_GIVEN PASSAGE_
......
Halloween in Osmand Street in Waniassa. Photo: Canberra Halloween House Waniassa, Facebook.

On our street, there’s a house that looks like the poop deck of Captain Jack Sparrow’s Black Pearl, with skeletons, stuffed parrots, pirate booty and eye patches.

“This year I’m going for a Pirates of the Caribbean theme,” the homeowner tells me proudly.

“Last year it was Phantom of the Opera, and everyone loved it.”

Welcome to Halloween 2022, the American phenomenon spreading its tentacles around the globe, sucking in whole streets, whole suburbs. And, it seems, dividing the Canberra community.

For every one person who has gone to the effort to deck their house out this year with ghosts, ghouls, spiders, bats and other really scary stuff, there’s at least another who is appalled this American schmutz has infiltrated our society.

These are the people who tut as they walk past Captain Jack Sparrow’s poop deck, the same people who refuse to acknowledge Valentine’s Day. In some cultures, these folks are known as party poopers, wet blankets, buzz killers.
......
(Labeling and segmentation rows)
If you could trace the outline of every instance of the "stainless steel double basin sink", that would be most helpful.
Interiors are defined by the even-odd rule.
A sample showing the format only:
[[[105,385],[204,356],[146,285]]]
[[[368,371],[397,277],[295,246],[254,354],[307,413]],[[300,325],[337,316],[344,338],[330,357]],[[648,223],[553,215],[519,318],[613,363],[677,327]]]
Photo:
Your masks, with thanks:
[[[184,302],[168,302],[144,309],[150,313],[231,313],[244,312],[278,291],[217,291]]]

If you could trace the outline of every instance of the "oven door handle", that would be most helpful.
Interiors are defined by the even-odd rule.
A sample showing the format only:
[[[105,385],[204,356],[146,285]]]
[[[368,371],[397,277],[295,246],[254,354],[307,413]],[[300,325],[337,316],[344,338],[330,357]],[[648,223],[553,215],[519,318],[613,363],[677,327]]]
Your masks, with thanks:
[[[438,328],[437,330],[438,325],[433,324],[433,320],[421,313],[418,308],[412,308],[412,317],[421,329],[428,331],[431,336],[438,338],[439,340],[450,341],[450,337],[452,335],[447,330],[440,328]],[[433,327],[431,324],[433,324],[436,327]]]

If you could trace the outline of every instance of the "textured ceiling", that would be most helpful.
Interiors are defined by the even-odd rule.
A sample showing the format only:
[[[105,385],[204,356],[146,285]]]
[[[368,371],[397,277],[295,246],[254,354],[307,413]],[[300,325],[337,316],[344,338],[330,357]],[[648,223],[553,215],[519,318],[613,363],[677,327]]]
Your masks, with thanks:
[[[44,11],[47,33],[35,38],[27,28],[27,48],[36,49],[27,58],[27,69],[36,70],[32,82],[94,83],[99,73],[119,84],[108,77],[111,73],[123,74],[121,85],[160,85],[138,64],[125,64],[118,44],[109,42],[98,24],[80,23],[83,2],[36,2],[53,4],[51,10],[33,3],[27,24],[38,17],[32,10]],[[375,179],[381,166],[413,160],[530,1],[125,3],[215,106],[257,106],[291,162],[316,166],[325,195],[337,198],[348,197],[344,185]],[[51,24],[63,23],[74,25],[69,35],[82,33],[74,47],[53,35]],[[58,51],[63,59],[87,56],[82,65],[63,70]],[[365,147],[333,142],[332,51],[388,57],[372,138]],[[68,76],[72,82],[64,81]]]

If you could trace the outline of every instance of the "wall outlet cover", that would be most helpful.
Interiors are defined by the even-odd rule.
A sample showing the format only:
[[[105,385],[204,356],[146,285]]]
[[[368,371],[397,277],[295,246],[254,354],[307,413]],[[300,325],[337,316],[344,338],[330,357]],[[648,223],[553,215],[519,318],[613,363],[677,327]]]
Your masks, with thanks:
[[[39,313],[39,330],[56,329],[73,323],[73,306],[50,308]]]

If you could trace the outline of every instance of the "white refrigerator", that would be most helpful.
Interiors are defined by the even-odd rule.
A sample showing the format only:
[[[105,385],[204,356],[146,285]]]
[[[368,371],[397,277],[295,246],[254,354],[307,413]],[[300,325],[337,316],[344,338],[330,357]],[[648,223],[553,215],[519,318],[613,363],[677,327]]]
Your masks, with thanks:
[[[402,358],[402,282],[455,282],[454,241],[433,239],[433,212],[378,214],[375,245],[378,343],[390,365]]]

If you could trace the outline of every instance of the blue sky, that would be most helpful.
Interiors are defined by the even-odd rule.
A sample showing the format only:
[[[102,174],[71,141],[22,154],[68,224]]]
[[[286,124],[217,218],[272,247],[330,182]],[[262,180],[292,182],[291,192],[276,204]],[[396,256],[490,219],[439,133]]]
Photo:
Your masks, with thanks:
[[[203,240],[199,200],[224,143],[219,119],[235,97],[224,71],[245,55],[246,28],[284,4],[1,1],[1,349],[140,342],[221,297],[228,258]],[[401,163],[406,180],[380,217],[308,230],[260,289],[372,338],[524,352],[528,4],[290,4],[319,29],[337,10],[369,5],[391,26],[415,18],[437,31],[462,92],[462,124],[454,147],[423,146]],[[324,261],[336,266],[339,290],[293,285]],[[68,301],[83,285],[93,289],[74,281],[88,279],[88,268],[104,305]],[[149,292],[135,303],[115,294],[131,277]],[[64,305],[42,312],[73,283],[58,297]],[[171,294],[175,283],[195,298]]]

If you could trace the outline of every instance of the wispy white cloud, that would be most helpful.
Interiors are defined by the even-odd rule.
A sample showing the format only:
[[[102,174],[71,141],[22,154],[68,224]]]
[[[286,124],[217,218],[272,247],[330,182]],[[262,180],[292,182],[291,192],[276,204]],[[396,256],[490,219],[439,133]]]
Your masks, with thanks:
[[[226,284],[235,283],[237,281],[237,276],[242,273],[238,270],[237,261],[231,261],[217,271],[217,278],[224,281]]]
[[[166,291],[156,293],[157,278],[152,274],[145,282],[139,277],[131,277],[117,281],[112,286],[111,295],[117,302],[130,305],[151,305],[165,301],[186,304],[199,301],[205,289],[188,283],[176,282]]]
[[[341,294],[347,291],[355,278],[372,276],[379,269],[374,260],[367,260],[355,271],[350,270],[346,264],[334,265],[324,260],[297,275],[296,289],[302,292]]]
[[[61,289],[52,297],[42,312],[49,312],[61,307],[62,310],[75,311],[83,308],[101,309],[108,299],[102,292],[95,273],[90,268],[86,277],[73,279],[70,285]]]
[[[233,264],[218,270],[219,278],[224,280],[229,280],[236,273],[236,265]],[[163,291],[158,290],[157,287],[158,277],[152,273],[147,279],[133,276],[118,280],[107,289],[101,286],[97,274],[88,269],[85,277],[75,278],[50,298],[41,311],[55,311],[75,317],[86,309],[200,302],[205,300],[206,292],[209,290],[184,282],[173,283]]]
......
_TO BE DONE_
(1) State how many lines of the rows contain the string "white", counting case-sensitively, and give only that number.
(2) Continue the Canberra Halloween article from the point where it stops.
The Halloween article and the rows come from separate sources.

_RESULTS OF THE EXERCISE_
(1) 2

(2)
At lunch on Sunday, our table of eight was split evenly down the middle between those who see no harm in the annual trick-or-treating and those who might seriously consider electrifying their doorknobs to ward off spooks with sacks looking for lollies.

At first, I wasn’t a fan of Halloween. But now I am. Not because I think it’s great more American culture is seeping into our lives, but because I think … wait for it … Halloween might actually be fun.

And what is wrong with having fun? What is wrong with our kids having a bit of fun? After the past couple of years, don’t we all need to have fun? To embrace something we might actually enjoy?

READ ALSO I’m conflicted about Halloween (but not for the usual reasons)

I grew up on a farm in Western Australia and we never heard of Halloween. It was never mentioned even during five years of boarding school in Perth.

My first experience of Halloween, the first time someone knocked on my door dressed as a zombie, was here in Canberra. I can’t remember the year, but it couldn’t have been more than a decade ago.

On that occasion, as you might expect, I was woefully unprepared. I had no treats to dish out. The lone block of chocolate in my fridge was going nowhere. Mercifully, despite my lack of lollies, the zombies spared me the tricks – no egging of the house, no toilet paper strewn over the trees.

In London, Halloween is now huge. I’ve never been in the US during Halloween, but I can tell you Londoners are embracing this 31 October tradition with gusto. Locals told me it’s really only taken off in recent years.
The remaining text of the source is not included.